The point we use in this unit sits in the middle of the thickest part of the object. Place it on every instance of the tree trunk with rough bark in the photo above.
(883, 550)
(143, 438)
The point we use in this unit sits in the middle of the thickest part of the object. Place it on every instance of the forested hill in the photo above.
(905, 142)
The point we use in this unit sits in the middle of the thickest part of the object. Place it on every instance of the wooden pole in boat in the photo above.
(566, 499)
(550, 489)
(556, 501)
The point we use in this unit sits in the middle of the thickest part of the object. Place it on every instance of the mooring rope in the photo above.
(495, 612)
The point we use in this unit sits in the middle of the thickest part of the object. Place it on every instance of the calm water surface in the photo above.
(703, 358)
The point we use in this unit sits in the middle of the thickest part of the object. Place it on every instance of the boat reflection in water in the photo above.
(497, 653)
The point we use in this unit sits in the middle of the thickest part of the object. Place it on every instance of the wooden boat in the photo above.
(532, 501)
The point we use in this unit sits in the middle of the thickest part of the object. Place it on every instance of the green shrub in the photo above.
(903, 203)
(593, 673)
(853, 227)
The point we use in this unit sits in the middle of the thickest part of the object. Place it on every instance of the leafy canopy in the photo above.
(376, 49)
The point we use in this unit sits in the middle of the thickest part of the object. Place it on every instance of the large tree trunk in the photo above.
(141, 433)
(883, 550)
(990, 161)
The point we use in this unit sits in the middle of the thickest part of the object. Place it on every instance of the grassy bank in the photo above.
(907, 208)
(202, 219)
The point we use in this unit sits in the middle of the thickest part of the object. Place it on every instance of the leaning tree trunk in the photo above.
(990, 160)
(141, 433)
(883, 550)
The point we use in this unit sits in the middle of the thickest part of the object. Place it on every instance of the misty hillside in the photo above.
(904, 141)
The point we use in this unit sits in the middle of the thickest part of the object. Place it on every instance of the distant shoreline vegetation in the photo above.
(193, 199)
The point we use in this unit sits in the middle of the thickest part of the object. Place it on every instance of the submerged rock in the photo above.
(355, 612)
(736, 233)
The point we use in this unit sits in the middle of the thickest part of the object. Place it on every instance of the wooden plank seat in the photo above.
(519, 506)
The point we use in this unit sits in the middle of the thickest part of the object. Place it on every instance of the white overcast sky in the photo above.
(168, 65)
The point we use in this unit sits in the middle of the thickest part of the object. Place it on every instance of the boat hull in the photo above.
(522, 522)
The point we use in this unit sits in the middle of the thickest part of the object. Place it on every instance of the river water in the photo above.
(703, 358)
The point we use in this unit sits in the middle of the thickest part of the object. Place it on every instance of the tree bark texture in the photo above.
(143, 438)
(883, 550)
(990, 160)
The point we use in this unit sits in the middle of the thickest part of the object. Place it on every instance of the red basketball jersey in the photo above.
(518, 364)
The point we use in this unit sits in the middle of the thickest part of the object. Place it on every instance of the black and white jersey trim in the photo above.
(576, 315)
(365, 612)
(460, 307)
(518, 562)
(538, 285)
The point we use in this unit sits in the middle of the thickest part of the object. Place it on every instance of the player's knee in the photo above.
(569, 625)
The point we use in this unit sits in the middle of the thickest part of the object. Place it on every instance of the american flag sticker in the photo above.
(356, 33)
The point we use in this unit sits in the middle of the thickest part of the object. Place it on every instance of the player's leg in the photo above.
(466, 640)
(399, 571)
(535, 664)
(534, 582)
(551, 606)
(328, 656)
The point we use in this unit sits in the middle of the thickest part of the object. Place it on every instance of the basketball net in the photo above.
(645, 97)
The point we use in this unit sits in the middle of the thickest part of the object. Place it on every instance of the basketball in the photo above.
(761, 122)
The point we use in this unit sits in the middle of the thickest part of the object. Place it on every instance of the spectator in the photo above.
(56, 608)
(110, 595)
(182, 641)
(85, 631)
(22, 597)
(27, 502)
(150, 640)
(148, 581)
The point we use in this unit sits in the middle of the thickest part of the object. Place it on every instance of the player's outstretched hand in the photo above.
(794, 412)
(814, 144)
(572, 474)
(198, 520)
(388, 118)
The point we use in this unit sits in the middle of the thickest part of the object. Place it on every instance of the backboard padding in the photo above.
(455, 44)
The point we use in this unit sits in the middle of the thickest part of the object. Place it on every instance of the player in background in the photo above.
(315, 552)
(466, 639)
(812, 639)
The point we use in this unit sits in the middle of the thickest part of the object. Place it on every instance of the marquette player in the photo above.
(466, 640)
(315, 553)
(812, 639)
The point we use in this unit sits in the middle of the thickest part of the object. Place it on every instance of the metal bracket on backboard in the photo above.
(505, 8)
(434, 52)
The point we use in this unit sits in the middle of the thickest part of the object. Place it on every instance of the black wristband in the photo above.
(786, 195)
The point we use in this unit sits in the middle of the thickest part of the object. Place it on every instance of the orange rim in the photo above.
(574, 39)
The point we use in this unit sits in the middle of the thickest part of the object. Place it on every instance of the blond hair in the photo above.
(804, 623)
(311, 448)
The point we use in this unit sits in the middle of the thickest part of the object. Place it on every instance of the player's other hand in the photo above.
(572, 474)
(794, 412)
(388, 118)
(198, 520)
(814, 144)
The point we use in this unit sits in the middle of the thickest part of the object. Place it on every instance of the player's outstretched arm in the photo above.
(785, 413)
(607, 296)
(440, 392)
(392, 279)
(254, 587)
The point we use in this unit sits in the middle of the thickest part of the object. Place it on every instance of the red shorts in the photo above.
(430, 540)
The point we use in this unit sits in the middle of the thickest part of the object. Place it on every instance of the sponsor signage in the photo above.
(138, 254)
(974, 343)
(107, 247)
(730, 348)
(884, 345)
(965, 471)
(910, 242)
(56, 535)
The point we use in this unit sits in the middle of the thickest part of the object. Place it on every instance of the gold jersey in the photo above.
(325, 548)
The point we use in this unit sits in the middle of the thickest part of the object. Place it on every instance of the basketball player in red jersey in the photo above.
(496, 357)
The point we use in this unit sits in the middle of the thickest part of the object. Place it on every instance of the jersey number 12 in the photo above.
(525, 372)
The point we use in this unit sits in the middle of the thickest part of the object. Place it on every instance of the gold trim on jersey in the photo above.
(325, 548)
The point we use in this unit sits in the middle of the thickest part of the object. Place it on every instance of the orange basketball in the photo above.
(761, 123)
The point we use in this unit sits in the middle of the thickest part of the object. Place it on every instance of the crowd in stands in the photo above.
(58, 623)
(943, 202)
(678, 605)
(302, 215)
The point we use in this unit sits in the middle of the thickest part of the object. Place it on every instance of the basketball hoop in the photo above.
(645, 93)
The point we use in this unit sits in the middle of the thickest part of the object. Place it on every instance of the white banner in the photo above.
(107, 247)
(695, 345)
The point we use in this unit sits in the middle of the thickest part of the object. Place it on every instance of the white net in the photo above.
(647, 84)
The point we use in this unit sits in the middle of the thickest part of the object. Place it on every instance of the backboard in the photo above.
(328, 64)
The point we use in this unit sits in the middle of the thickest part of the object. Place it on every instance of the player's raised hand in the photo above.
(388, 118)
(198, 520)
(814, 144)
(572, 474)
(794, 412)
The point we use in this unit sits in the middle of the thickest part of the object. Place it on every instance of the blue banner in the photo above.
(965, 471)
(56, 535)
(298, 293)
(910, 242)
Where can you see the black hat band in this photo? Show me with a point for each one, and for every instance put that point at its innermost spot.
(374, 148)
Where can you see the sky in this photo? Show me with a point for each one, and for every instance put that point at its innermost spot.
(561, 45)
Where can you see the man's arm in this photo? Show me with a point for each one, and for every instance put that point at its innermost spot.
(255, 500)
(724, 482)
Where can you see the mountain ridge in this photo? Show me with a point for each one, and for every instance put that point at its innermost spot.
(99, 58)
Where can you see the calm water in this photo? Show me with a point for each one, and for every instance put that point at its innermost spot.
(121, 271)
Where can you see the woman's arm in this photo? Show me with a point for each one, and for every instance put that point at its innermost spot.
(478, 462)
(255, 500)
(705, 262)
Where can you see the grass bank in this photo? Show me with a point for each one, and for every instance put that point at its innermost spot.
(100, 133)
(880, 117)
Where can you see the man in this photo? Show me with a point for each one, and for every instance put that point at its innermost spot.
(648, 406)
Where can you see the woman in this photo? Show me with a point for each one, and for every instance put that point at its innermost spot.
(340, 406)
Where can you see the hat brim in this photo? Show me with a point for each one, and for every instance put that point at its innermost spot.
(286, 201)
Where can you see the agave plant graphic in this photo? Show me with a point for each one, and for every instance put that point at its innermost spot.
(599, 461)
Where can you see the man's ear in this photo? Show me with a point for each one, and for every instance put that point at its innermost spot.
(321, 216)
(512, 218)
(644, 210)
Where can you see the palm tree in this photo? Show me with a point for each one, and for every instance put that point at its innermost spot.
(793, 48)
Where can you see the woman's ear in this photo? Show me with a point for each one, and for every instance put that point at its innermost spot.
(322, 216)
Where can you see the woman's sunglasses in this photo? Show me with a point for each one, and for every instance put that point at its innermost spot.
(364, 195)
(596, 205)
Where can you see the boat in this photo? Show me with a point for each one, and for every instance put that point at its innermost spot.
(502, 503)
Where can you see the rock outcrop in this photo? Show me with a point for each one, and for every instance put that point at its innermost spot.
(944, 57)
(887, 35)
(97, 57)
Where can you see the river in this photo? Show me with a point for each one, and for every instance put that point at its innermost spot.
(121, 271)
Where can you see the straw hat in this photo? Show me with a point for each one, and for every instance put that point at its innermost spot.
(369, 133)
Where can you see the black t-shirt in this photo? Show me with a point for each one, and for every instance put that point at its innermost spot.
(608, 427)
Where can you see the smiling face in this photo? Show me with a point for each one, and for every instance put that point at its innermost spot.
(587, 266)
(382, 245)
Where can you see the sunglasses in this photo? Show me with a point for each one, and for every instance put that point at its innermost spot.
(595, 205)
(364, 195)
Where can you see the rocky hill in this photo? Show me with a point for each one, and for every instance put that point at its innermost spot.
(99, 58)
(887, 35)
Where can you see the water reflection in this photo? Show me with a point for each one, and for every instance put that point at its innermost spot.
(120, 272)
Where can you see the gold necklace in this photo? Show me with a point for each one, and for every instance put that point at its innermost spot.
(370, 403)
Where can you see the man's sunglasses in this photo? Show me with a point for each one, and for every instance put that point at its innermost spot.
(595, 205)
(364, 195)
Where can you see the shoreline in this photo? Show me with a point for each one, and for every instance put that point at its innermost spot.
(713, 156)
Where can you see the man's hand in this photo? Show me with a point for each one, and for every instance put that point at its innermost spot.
⁂
The line containing "Where can you see the man's sunglasses" and each line after it through the end of the listing above must be printed exactly, with nothing added.

- [Response to this task]
Where can you see the man's sunglasses in this photo? Show me with a point for each one, and for every instance put that point at its innermost spot.
(595, 205)
(364, 195)
Where can you see the shoreline in this photo? Show me with a point for each one, and for every instance put that point at its innermost spot.
(713, 156)
Where can you see the man's hand in this photo? Show me with a point for each one, and for every instance put that point at its innermost spot.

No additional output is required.